▽
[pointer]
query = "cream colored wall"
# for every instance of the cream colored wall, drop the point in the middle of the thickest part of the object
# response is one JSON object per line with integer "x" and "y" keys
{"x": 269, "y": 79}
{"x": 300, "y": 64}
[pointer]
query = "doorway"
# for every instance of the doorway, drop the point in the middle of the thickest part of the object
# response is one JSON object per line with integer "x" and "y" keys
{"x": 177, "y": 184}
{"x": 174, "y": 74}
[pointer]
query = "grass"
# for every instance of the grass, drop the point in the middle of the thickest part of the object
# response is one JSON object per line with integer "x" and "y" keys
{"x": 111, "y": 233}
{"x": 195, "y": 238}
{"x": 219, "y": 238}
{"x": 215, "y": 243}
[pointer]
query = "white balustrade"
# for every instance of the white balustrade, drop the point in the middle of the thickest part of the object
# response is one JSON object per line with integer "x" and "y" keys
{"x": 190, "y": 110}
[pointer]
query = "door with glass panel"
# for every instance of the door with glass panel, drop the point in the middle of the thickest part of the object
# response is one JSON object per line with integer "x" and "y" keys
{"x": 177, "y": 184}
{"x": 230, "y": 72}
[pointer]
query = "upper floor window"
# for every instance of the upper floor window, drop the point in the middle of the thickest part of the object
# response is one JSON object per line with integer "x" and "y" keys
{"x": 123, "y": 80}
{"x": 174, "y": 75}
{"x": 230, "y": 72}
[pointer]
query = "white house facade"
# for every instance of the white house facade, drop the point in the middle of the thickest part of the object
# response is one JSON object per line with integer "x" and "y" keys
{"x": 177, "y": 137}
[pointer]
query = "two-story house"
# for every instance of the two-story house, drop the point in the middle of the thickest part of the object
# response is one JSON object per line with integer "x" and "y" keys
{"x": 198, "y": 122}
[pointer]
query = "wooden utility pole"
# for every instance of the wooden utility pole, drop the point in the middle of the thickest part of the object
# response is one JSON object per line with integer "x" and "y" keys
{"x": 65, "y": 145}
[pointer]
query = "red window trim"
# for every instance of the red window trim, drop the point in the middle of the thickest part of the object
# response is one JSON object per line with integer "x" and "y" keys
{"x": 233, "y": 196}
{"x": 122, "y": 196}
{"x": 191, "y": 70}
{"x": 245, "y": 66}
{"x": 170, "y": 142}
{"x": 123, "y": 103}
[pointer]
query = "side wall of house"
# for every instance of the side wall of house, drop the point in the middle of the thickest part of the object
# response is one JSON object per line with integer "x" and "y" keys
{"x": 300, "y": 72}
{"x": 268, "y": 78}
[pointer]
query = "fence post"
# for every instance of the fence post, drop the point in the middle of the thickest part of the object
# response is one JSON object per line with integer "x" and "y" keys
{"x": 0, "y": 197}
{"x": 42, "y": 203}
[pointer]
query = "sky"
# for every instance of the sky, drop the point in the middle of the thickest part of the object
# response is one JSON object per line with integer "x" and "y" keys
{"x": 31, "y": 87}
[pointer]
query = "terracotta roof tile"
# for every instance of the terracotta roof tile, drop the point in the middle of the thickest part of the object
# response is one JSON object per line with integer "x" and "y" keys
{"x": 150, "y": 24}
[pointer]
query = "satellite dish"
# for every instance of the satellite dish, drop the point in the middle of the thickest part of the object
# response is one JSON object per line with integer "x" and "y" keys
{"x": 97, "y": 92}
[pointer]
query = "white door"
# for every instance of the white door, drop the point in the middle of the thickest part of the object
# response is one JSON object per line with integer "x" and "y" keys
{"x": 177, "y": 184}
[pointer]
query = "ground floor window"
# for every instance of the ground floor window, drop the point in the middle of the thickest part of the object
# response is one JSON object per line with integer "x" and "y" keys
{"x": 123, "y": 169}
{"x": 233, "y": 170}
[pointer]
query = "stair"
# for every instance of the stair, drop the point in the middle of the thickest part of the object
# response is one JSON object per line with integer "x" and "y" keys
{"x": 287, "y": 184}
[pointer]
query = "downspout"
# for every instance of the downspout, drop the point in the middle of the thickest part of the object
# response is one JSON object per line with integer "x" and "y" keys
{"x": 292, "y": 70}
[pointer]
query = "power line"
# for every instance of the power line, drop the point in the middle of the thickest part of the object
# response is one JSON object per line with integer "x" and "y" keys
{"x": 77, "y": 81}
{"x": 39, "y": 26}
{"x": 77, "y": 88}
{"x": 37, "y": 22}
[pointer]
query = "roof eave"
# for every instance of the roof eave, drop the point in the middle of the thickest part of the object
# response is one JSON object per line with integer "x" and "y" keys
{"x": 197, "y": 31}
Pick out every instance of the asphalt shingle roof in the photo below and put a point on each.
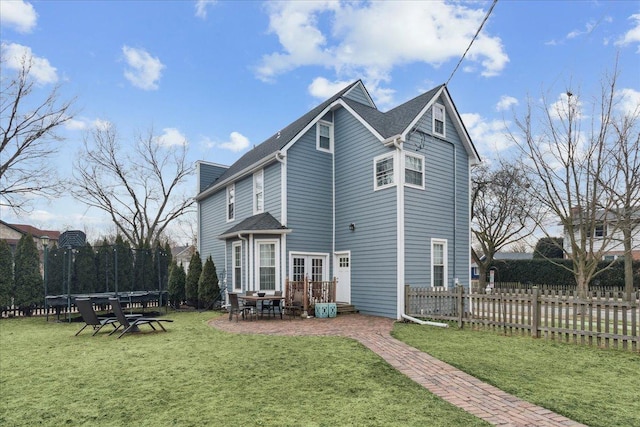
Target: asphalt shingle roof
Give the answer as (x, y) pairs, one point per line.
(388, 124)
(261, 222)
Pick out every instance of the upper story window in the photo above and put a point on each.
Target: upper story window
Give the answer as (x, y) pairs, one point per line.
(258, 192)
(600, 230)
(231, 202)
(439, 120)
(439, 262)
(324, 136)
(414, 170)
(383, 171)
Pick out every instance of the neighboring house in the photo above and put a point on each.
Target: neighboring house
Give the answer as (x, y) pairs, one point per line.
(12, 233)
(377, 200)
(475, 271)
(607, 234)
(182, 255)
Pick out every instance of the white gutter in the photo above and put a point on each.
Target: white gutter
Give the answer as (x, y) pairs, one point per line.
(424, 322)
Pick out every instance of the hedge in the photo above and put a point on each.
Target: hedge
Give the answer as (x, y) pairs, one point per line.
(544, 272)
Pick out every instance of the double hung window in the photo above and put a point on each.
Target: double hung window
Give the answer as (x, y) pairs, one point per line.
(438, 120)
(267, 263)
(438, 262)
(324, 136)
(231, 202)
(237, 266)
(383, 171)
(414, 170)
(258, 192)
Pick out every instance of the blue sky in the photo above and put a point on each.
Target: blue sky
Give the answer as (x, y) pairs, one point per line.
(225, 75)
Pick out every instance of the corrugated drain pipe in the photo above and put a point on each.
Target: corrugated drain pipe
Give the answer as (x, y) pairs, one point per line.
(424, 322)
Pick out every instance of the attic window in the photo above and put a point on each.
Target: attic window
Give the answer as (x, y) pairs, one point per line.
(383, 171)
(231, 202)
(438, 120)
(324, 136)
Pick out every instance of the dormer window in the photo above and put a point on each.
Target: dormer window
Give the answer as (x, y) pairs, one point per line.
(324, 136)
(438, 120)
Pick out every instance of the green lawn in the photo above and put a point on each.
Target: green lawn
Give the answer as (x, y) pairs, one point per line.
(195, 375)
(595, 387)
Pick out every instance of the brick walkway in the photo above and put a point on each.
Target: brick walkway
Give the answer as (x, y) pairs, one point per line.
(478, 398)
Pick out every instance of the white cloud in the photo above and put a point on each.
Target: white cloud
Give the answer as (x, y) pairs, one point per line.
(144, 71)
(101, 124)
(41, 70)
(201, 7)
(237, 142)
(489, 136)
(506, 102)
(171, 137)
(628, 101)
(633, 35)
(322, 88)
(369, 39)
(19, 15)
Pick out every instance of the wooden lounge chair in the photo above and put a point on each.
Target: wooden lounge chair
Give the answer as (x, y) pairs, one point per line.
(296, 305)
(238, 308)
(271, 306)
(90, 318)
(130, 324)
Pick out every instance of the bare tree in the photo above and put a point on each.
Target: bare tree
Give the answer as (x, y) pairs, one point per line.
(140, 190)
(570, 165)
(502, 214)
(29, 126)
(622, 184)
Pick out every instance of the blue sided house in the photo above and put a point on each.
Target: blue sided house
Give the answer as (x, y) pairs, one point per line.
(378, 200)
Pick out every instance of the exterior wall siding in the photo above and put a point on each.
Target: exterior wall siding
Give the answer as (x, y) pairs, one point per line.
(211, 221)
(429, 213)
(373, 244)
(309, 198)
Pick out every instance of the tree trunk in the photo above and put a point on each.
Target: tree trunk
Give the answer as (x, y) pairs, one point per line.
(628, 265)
△
▽
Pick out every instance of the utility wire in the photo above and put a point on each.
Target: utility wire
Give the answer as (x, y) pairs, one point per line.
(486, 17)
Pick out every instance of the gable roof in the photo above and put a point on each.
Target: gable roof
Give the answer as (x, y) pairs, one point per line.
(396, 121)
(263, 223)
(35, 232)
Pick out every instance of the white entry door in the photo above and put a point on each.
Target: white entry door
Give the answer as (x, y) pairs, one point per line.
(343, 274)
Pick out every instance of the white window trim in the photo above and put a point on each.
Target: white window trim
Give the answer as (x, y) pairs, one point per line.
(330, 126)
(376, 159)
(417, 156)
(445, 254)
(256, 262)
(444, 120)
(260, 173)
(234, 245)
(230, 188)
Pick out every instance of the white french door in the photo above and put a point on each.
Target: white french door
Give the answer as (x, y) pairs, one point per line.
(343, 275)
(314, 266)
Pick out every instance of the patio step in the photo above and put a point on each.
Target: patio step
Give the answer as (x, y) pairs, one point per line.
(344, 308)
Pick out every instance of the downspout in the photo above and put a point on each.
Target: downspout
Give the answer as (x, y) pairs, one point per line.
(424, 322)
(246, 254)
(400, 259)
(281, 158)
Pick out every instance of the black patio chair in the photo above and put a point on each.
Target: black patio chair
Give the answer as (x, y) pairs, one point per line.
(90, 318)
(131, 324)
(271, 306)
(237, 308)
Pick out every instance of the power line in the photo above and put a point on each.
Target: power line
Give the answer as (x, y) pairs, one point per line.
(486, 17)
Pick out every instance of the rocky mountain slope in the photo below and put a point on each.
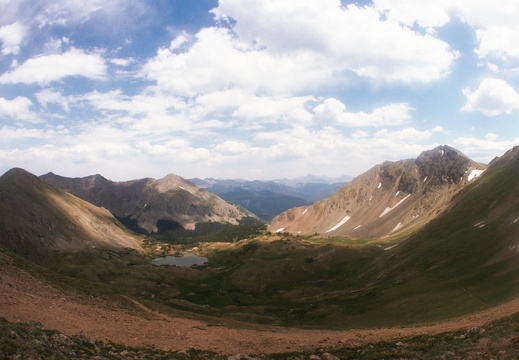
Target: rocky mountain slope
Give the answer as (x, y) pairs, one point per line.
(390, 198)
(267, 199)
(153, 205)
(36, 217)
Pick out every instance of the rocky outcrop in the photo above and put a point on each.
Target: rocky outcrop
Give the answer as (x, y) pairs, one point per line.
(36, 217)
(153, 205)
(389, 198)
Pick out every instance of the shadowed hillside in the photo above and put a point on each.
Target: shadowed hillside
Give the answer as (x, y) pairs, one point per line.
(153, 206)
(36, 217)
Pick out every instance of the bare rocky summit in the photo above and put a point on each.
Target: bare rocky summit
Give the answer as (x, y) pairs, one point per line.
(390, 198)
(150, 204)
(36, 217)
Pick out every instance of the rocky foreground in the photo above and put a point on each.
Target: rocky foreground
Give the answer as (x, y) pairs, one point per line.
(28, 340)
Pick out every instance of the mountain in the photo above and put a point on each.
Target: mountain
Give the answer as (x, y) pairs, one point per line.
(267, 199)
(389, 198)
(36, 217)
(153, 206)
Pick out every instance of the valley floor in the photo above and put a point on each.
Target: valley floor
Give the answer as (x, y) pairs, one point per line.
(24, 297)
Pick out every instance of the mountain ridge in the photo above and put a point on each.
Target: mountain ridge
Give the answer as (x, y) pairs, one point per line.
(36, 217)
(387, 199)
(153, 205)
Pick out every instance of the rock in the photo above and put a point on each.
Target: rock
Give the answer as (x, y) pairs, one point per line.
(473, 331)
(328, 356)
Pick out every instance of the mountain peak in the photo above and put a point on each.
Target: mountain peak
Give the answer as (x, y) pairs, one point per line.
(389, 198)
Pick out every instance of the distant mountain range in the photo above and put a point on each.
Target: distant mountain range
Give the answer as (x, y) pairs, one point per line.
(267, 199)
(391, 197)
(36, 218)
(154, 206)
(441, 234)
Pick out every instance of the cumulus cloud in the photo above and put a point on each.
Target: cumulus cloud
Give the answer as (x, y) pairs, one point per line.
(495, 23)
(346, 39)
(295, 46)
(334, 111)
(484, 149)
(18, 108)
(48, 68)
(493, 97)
△
▽
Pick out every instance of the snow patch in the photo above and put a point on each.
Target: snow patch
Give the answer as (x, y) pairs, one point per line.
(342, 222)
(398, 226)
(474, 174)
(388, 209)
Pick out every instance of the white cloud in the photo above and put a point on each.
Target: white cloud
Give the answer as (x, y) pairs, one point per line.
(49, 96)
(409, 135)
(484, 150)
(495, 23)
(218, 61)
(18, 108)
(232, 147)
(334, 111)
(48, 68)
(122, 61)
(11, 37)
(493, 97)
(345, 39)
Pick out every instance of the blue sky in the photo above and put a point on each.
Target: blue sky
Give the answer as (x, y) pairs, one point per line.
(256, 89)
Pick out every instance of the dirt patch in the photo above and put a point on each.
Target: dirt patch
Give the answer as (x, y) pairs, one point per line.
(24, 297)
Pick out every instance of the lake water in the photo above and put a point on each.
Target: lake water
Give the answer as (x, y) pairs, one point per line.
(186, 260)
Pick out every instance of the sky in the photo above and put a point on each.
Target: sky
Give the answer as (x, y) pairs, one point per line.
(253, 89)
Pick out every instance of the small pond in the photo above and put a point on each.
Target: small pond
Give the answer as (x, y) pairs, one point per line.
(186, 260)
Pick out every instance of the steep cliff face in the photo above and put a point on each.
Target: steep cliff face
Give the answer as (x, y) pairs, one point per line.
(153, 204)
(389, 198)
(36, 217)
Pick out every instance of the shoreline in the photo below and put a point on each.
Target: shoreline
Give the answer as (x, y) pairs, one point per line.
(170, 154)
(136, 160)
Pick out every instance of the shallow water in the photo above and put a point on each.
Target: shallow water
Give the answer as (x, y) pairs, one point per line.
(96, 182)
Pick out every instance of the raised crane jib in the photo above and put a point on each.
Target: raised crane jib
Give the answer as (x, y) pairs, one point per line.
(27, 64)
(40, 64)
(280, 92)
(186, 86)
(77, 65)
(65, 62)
△
— Description of the task —
Count the lines of the records that contain the string "small", matching case exactly, and give only that number.

— Reply —
2